Source document:
Dear Colleague,
Washington, D.C. overtook Los Angelas this year as the city with the worst traffic in the country. Another dubious honor for the nation's capital. According to Consumer Affairs, congestion on the average weekday lasts 6.5 hours. That means commuters spend roughly 71 days per year sitting in traffic. That's easy for my NCPA colleagues and me to believe. Ugh.
The region has been struggling to reduce congestion for a long time. One solution was the creation of carpool lanes, open only to vehicles with two or more occupants. The urban planners said it would incentivize people to share a ride and cut down on traffic. Well, people started carpooling alright, just not with each other. They started riding with blow-up dolls, department store mannequins, Halloween skeletons, and anything else that might pass for a passenger. A classic unintended consequence.
There are a lot of unintended consequences in pharmacy. The unholy consolidation of insurance companies, PBMs and pharmacies was supposed to create efficiencies and lower prices. Instead, we have higher drug prices and fewer choices.

Record excerpts:
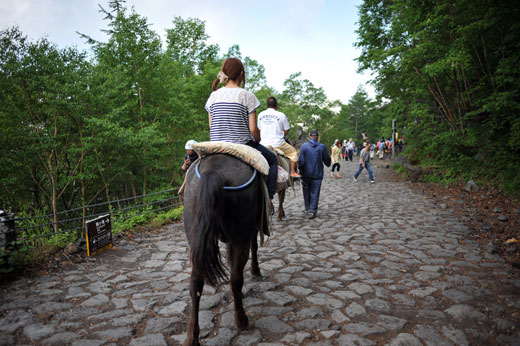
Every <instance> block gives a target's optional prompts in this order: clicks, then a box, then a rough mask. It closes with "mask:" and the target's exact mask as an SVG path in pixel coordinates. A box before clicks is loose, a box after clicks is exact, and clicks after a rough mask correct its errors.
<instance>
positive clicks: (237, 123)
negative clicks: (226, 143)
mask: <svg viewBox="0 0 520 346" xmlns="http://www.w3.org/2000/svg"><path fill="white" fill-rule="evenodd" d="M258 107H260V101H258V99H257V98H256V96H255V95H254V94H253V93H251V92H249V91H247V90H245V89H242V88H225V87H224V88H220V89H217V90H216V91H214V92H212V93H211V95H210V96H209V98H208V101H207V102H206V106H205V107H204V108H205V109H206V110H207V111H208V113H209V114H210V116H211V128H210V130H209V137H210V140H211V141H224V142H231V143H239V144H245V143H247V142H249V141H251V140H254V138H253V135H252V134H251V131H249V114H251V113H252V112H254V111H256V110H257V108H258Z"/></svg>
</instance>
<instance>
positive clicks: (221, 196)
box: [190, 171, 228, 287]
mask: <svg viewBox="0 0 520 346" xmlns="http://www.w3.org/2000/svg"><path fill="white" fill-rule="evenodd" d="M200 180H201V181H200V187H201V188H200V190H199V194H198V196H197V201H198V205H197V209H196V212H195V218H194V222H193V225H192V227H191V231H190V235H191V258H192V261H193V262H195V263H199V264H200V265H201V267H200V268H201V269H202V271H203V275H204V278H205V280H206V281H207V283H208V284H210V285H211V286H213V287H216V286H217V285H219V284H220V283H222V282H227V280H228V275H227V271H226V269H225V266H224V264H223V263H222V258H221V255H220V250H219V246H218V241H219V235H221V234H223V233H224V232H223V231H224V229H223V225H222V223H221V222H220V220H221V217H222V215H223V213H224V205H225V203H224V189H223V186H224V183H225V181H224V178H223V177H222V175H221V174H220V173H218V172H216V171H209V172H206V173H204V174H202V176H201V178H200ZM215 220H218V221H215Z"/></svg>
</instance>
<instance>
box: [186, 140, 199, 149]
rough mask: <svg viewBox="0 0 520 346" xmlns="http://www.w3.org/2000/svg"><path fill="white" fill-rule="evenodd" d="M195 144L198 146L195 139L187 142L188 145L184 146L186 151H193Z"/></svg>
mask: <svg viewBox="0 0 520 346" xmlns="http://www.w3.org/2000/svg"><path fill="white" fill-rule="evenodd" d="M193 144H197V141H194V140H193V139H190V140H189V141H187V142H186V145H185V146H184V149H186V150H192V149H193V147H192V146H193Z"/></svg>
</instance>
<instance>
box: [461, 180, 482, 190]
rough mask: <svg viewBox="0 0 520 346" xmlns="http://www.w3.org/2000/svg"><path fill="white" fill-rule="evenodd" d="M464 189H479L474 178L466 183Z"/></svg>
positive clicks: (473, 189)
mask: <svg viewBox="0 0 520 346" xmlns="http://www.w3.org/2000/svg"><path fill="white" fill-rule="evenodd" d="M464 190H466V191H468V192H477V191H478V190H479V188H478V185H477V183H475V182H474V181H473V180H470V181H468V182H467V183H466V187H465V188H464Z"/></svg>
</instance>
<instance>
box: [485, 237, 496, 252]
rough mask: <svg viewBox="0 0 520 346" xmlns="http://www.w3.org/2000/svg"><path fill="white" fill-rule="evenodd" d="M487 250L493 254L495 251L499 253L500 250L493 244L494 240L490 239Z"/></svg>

What to do:
(1) In the letter, how long does congestion last on the average weekday in Washington, D.C.?
(2) Reproduce the letter's wording from "The region has" to "classic unintended consequence.".

List of solutions:
(1) 6.5 hours

(2)
The region has been struggling to reduce congestion for a long time. One solution was the creation of carpool lanes, open only to vehicles with two or more occupants. The urban planners said it would incentivize people to share a ride and cut down on traffic. Well, people started carpooling alright, just not with each other. They started riding with blow-up dolls, department store mannequins, Halloween skeletons, and anything else that might pass for a passenger. A classic unintended consequence.